## Testo citato
Per raggiungere quest’obiettivo il primo passo da compiere sarà quello di
tracciare un percorso che attraversa, a tappe, la storia recente, focalizzando
l’attenzione su alcuni avvenimenti di primaria importanza per il paese. Sarà pertanto
necessario fare un passo indietro fino al decennio ottanta del XX secolo, quando lo
stato oggetto della trattazione si chiamava ancora Unione Sovietica e rappresentava,
con gli Stati Uniti, uno delle due superpotenze dominanti il sistema internazionale.
La base di partenza simbolica sarà collocata nell’invasione sovietica
dell’Afghanistan, iniziata la vigilia di Natale del 1979. La scelta del periodo risulta
importante sia da un punto di vista geopolitico, sia storico. Dal punto di vista
geografico l’importanza è da ricercarsi nel fatto che, nel caso di uno stato esteso
come quello russo, la vastità territoriale di uno stato esteso porta necessariamente
quest’ultimo a relazionarsi contemporaneamente su diversi scenari regionali.

## Obiettivo dichiarato 1
Traduci in inglese questa frase del testo citato: "La base di partenza simbolica sarà collocata nell’invasione sovietica dell’Afghanistan, iniziata la vigilia di Natale del 1979."
## Obiettivo dichiarato 2
Stampa senza alcuna modifica il passo del testo citato che va da "La base di partenza" a "diversi scenari regionali.".

## Estratto dati
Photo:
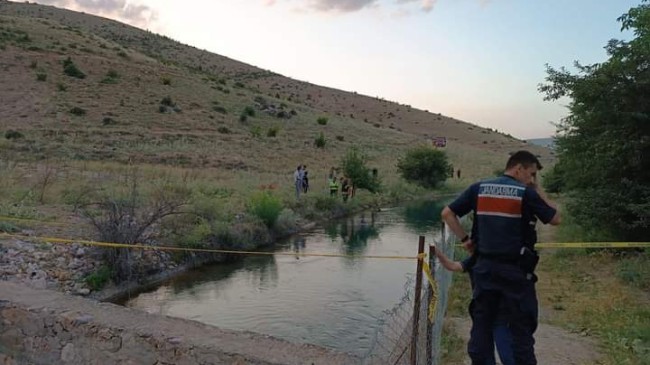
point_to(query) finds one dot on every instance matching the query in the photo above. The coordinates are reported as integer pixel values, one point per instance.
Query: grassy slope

## Risultato 1
The symbolic starting point will be placed at the Soviet invasion of Afghanistan, which began on Christmas Eve 1979.

## Risultato 2
La base di partenza simbolica sarà collocata nell’invasione sovietica
dell’Afghanistan, iniziata la vigilia di Natale del 1979. La scelta del periodo risulta
importante sia da un punto di vista geopolitico, sia storico. Dal punto di vista
geografico l’importanza è da ricercarsi nel fatto che, nel caso di uno stato esteso
come quello russo, la vastità territoriale di uno stato esteso porta necessariamente
quest’ultimo a relazionarsi contemporaneamente su diversi scenari regionali.